> [Passage]

┄┄┄┄┄┄┄┄┄┄┄┄┄┄┄┄┄┄┄┄

Bringing a new baby into the family can introduce a whole host of emotions, from excitement and joy to sadness and anxiety. The flux of hormones coupled with the extreme life change, be it your first baby or your fifth, can contribute to several of these negative feelings. This can cause both confusion and even guilt for many mamas who may feel a sense of shame surrounding this unexpected mental state, which is why it’s even more important to open the dialogue — so no one has to feel alone.
The ‘Baby Blues’ vs. Postpartum Depression
The vast majority of women (up to 80 percent) may experience a period known as the “baby blues” following childbirth, which can start a few days after delivery and last up to two weeks. This mild and temporary form of depression can include mood swings, crying spells, anxiety, difficulty sleeping and feelings of being overwhelmed, and symptoms should disappear on their own within a couple of weeks.
But if these feelings of extreme sadness persist or intensify, they could lead to postpartum depression, which can interfere with a woman’s ability to care both for herself and for her family. PPD symptoms can mirror that of the “baby blues” but for a longer time period and might also include withdrawal from loved ones, difficulty bonding with your baby, changes in appetite or sleep, intense feelings or irritability and anger, hopelessness, harmful thoughts or feelings of worthlessness. While the condition can occur any time after childbirth, it typically begins between a week and a month post-delivery and occurs in nearly 15 percent of births (or as many as one in seven). The key is to not feel embarrassed or ashamed by PPD — it does not mean you are failing as a mother — in fact, the more you talk about it, either with a spouse, a trusted friend or a doctor, the quicker you can overcome it.
Common Risk Factors of PPD
While postpartum depression can affect anyone regardless of age, race, ethnicity or status, some women may be at a greater risk for developing the condition, especially if they pose one or more of the below factors:
- Past experience with depression or bipolar disorder, or symptoms that occurred during or following a previous pregnancy.
- A family history of postpartum depression or mental illness.
- High stress in general such as financial or emotional strain or a stressful life event that occurs during pregnancy or shortly after childbirth, such as a job loss, personal illness or the death of a loved one.
- Medical complications that arise during labor and delivery such as a premature birth or having a baby with unexpected medical issues or special needs.
- A lack of emotional support from your partner, family and friends, leading to immense feelings of loneliness.
- Alcohol or substance abuse problems.
How to Reduce the Risk of PPD
There are several things you can do to avoid the onset of postpartum depression, even if you may be at a higher risk. A few include:
- Talk about it. Discussing your feelings with your spouse, a fellow mom friend or a mental health counselor can provide some relief and help reduce any potential feelings of shame or guilt.
- Join a moms group. Spending time with other women who can relate can help alleviate any feelings of isolation or loneliness. Local resources include Jacksonville Mom, MomsClub.org, MOPS.org and the Postpartum Support Group at Baptist Health.
- Relax and practice self-care. Take some time for yourself each day to recharge, even if it’s only 15 minutes. Regularly cultivating gratitude can also help change your mindset.

┄┄┄┄┄┄┄┄┄┄┄┄┄┄┄┄┄┄┄┄

> [Raw data]
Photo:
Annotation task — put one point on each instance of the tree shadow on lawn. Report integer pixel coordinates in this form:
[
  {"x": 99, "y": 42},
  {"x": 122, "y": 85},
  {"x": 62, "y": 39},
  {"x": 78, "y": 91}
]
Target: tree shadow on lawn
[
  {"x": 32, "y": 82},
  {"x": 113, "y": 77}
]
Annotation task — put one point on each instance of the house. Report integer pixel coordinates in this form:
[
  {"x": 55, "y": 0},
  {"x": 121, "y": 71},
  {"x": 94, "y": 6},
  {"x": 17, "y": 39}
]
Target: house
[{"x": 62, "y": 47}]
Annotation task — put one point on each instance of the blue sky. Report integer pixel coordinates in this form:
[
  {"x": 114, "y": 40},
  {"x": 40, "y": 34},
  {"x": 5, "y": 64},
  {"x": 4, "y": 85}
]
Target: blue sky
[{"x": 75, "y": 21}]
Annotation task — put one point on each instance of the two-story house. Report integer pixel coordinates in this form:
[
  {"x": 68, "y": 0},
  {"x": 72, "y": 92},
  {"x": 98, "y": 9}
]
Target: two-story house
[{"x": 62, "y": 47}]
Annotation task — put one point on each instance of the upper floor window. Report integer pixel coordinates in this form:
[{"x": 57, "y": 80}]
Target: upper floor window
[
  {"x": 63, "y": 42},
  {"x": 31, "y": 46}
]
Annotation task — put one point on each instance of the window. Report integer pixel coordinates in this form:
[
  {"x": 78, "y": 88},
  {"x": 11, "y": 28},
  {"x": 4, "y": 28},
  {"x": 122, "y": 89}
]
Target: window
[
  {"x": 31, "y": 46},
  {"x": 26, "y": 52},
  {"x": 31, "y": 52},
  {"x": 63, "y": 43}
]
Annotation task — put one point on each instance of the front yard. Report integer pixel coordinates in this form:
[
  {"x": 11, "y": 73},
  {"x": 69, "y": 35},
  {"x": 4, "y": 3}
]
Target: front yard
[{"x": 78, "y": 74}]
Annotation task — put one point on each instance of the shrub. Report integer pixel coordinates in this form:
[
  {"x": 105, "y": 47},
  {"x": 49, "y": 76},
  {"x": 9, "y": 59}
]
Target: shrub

┄┄┄┄┄┄┄┄┄┄┄┄┄┄┄┄┄┄┄┄

> [Required action]
In one to three sentences, explain why the postpartum depression passage says it is especially important to open the dialogue about these feelings.

> [Exercise output]
Many mothers feel confusion and even guilt, and some feel ashamed of this unexpected mental state. Opening the dialogue matters so that no one has to feel alone.